[Position identification records]:
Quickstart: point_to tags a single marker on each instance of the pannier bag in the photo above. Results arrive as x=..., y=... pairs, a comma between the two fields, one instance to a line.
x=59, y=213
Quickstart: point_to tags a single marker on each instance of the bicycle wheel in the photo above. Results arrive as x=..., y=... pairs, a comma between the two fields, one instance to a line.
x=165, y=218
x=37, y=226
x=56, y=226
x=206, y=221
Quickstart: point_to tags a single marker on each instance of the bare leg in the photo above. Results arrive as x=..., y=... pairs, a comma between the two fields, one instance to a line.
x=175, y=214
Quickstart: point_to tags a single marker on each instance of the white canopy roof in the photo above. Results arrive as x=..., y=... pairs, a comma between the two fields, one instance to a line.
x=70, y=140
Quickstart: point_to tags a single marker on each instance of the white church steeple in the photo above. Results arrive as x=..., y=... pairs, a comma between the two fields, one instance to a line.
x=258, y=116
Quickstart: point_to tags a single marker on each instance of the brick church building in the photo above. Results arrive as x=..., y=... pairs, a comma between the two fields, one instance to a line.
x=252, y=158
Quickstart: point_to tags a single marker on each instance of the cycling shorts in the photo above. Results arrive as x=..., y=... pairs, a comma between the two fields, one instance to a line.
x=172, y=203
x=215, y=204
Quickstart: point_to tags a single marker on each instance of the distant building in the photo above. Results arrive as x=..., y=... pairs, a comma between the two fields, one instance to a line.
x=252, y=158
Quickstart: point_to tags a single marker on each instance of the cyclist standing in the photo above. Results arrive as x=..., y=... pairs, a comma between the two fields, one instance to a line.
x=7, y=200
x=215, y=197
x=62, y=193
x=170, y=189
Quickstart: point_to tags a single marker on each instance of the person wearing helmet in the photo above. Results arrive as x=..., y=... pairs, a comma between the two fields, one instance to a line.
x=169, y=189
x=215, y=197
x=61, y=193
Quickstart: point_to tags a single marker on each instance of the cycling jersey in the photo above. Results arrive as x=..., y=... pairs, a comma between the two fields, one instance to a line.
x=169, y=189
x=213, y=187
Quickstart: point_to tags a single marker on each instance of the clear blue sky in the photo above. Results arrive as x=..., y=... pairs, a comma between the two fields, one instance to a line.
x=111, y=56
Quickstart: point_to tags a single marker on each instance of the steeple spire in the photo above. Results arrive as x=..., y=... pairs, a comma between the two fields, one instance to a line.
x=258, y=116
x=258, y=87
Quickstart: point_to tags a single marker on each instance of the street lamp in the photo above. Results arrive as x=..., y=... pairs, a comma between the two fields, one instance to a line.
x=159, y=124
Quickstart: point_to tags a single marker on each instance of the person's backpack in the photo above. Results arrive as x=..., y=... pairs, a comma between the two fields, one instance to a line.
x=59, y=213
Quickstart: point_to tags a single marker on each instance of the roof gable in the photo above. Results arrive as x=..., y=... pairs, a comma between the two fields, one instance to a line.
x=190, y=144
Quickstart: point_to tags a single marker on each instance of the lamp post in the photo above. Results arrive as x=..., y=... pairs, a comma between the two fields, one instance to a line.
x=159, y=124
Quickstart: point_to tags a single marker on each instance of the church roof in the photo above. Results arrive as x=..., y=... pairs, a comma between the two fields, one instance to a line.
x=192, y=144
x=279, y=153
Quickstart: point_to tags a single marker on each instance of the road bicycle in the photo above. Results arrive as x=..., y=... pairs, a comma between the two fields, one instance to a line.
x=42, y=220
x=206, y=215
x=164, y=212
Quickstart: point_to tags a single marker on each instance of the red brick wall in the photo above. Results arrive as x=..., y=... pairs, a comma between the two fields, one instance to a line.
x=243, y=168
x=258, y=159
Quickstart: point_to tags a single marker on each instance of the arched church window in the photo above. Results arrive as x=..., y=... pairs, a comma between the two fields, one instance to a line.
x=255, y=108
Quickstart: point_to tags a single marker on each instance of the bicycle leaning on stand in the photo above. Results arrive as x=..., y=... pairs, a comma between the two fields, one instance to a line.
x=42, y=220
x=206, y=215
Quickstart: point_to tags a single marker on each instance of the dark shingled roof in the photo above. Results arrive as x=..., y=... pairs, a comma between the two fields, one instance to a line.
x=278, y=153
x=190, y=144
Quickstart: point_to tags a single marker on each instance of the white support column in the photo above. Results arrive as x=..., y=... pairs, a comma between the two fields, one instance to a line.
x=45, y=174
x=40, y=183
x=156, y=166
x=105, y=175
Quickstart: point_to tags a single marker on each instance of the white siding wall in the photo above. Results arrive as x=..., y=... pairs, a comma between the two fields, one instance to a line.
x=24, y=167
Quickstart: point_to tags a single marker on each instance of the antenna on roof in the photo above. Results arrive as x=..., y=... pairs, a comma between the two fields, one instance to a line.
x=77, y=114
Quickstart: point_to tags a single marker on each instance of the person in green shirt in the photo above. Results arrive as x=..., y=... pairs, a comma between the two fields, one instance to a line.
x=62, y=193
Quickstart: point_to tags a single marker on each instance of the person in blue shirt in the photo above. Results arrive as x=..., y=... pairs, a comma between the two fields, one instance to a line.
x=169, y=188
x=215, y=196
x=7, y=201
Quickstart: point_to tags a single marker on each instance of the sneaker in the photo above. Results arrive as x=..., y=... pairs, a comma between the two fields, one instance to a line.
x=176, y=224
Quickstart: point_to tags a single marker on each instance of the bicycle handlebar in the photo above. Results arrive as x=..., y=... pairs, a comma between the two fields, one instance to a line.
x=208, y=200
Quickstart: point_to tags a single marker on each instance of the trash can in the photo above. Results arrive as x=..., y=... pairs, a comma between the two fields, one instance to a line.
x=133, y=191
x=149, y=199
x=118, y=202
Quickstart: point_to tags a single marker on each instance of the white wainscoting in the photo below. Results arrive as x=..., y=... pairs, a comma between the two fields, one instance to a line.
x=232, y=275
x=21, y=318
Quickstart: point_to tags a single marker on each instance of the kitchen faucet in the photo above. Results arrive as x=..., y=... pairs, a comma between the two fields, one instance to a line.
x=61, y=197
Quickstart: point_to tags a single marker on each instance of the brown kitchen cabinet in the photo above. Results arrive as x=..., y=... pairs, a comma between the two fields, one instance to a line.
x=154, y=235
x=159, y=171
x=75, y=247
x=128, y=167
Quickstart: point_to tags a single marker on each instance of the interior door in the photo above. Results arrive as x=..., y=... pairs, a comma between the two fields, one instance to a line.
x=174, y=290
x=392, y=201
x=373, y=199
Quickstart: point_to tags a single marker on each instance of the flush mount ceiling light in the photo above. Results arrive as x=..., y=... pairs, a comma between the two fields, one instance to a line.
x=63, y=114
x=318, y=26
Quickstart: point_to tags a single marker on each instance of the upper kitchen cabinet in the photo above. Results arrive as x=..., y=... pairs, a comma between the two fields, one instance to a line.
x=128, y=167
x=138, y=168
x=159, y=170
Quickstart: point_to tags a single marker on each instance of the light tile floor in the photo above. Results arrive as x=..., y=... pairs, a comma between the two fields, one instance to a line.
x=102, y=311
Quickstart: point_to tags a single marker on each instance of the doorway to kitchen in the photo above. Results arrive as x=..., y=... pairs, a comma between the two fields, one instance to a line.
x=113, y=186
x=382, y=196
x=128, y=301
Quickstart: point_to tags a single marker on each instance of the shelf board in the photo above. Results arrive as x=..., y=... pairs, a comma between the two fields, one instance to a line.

[Problem to work on]: Put every line of the material above into a numbered list, leaving out any blank lines.

[Exercise output]:
1. Quickstart: point_to tags a single marker on each instance of the pannier bag in the photo above. Results arrive as x=..., y=... pairs, a comma between the two fields, one instance to a line.
2. x=59, y=213
3. Quickstart: point_to tags a single marker on each instance of the bicycle wheel in the photo above. Results arrive as x=..., y=... pairs, a comma between the two fields, one instance to a line.
4. x=165, y=218
5. x=37, y=226
6. x=56, y=226
7. x=206, y=221
8. Quickstart: point_to tags a single marker on each instance of the bare leg in the photo above. Results arrive as x=..., y=... pairs, a comma between the two fields, one instance to a line.
9. x=175, y=214
10. Quickstart: point_to tags a single marker on each instance of the white canopy roof in the photo above. Results arrive as x=..., y=... pairs, a comma between the two fields, one instance to a line.
11. x=70, y=140
12. Quickstart: point_to tags a single marker on each instance of the white church steeple in the photo above. Results arrive as x=..., y=... pairs, a comma between the two fields, one instance to a line.
13. x=258, y=116
14. Quickstart: point_to tags a single marker on each instance of the brick church building in the photo above. Results arrive as x=..., y=... pairs, a comma between the two fields, one instance to a line.
15. x=252, y=158
16. Quickstart: point_to tags a single marker on each instance of the cycling shorts in the photo above. Results arrive as x=..., y=... pairs, a comma between the two fields, one instance to a line.
17. x=172, y=203
18. x=215, y=204
19. Quickstart: point_to tags a single marker on each instance of the distant building in the photo above. Results arrive as x=..., y=... pairs, a comma between the two fields, one instance to a line.
20. x=252, y=158
21. Quickstart: point_to tags a single marker on each instance of the cyclist standing in the photo above. Results arrive as x=..., y=... pairs, a comma between the two fields, one instance to a line.
22. x=7, y=200
23. x=215, y=197
24. x=62, y=193
25. x=170, y=189
26. Quickstart: point_to tags a single marker on each instance of the person wearing helmet in the photo above. Results arrive as x=..., y=... pairs, a comma between the two fields, one instance to a line.
27. x=169, y=189
28. x=215, y=197
29. x=61, y=193
30. Quickstart: point_to tags a single marker on each instance of the cycling jersey in the photo above. Results arrive as x=..., y=... pairs, a comma between the two fields, one instance to a line.
31. x=169, y=189
32. x=213, y=187
33. Quickstart: point_to tags a single marker on each instance of the clear blue sky in the photo above. Results arrive as x=..., y=... pairs, a comma between the two fields, one instance to a line.
34. x=111, y=56
35. Quickstart: point_to tags a single marker on each instance of the steeple spire in the photo above. Results arrive as x=..., y=... pairs, a comma between the two fields, one instance to a line.
36. x=258, y=116
37. x=258, y=87
38. Quickstart: point_to tags a single marker on each instance of the street lamp in the photo above. Results arrive as x=..., y=... pairs, a comma between the two fields, one instance to a line.
39. x=159, y=124
40. Quickstart: point_to tags a single marker on each instance of the person's backpack in the photo above. Results arrive as x=..., y=... pairs, a comma between the two fields, one instance to a line.
41. x=59, y=213
42. Quickstart: point_to tags a single marker on each instance of the roof gable in the photo above. Results arrive as x=..., y=... pairs, a comma between the two fields, one instance to a line.
43. x=190, y=144
44. Quickstart: point_to tags a single marker on each instance of the lamp post in the photo above. Results arrive as x=..., y=... pairs, a comma between the two fields, one instance to a line.
45. x=159, y=124
46. Quickstart: point_to tags a single marker on each instance of the church roof in the photo above. Results arrive as x=..., y=... pairs, a comma between the two fields, one instance to a line.
47. x=192, y=144
48. x=279, y=153
49. Quickstart: point_to tags a single marker on each instance of the road bicycle in the photo above. Results arrive as x=..., y=... pairs, a comma between the two fields, one instance to a line.
50. x=42, y=220
51. x=206, y=215
52. x=164, y=212
53. Quickstart: point_to tags a single marker on each instance of the red brick wall in the photo above. Results arrive as x=..., y=... pairs, a comma between the two fields, one instance to a line.
54. x=243, y=168
55. x=258, y=159
56. Quickstart: point_to tags a single marker on each instance of the arched church window in the photo above. Results arrive as x=..., y=... pairs, a comma between the two fields, one instance to a line.
57. x=255, y=108
58. Quickstart: point_to tags a single marker on each instance of the bicycle leaning on stand in the photo above. Results arrive as x=..., y=... pairs, a comma between the two fields, one instance to a line.
59. x=42, y=220
60. x=206, y=215
61. Quickstart: point_to tags a single marker on each instance of the dark shingled roof in the photo above. Results arrive as x=..., y=... pairs, a comma between the two fields, one instance to a line.
62. x=278, y=153
63. x=190, y=144
64. Quickstart: point_to tags a single marker on each instance of the white support column in the photo above. Results arrive as x=..., y=... pairs, a comma between the two fields, one instance to a line.
65. x=45, y=174
66. x=40, y=183
67. x=156, y=166
68. x=105, y=175
69. Quickstart: point_to tags a single marker on each instance of the white siding wall in the photo above. Results arrive as x=..., y=... pairs, a comma between the two fields, one instance to a line.
70. x=24, y=167
71. Quickstart: point_to tags a single marker on each instance of the antenna on roof in the photo above. Results arrive as x=..., y=... pairs, a comma between the two fields, one instance to a line.
72. x=77, y=114
73. Quickstart: point_to tags a single marker on each instance of the person in green shirt in the photo above. Results arrive as x=..., y=... pairs, a comma between the two fields, one instance to a line.
74. x=62, y=193
75. Quickstart: point_to tags a single marker on each instance of the person in blue shirt in the photo above. Results arrive as x=..., y=... pairs, a comma between the two fields, one instance to a line.
76. x=169, y=188
77. x=215, y=196
78. x=7, y=201
79. Quickstart: point_to tags a single marker on each instance of the sneaker in the photo above. Results arrive as x=..., y=... pairs, a comma between the two fields, one instance to a line.
80. x=176, y=224
81. Quickstart: point_to tags a single marker on each instance of the bicycle handlebar in the photo above. Results arrive as x=..., y=... pairs, a comma between the two fields, one instance to a line.
82. x=208, y=200
83. Quickstart: point_to tags a single marker on each instance of the trash can in the photo above. Results arrive as x=..., y=... pairs, a comma between the two fields, one instance to a line.
84. x=133, y=191
85. x=149, y=199
86. x=118, y=202
87. Quickstart: point_to tags a single marker on each instance of the white wainscoting in the photo below. Results arrive as x=..., y=... pairs, a comma between the two fields, one instance to a line.
88. x=232, y=275
89. x=21, y=318
90. Quickstart: point_to tags a single marker on each instance of the kitchen faucet in the photo above. Results arrive as x=..., y=... pairs, a comma between the two fields, one instance to a line.
91. x=61, y=197
92. Quickstart: point_to tags a single marker on each instance of the brown kitchen cabinet in the photo above. Results arrive as x=..., y=... pairs, a comma between the two fields, one instance to a line.
93. x=154, y=235
94. x=159, y=171
95. x=75, y=247
96. x=128, y=167
97. Quickstart: point_to tags a single marker on each instance of the interior door in the photo above. Results arrive as x=..., y=... pairs, a comma between the two fields, one instance to a line.
98. x=174, y=290
99. x=392, y=201
100. x=373, y=199
101. Quickstart: point_to tags a single marker on each instance of the flush mount ceiling light in the photo above. Results arrive as x=..., y=... pairs, a comma between the two fields, one instance to a line.
102. x=63, y=114
103. x=318, y=26
104. Quickstart: point_to tags a single marker on each instance of the upper kitchen cabinet in the photo above. Results arrive as x=..., y=... pairs, a comma between the two fields, one instance to a line.
105. x=128, y=167
106. x=138, y=168
107. x=159, y=170
108. Quickstart: point_to tags a single marker on each instance of the light tile floor in the photo above. Results arrive as x=..., y=... pairs, a comma between the two fields, one instance to a line.
109. x=102, y=311
110. Quickstart: point_to tags a single marker on each instance of the doorway to kitchen in the photo above. Results arrive as x=..., y=... pairs, a comma between the two fields, one instance to a line.
111. x=113, y=186
112. x=382, y=196
113. x=128, y=301
114. Quickstart: point_to tags a single marker on each instance of the shelf board in the photo above. Results arrive as x=..., y=... pairs, a comma between the two fields, one instance to a line.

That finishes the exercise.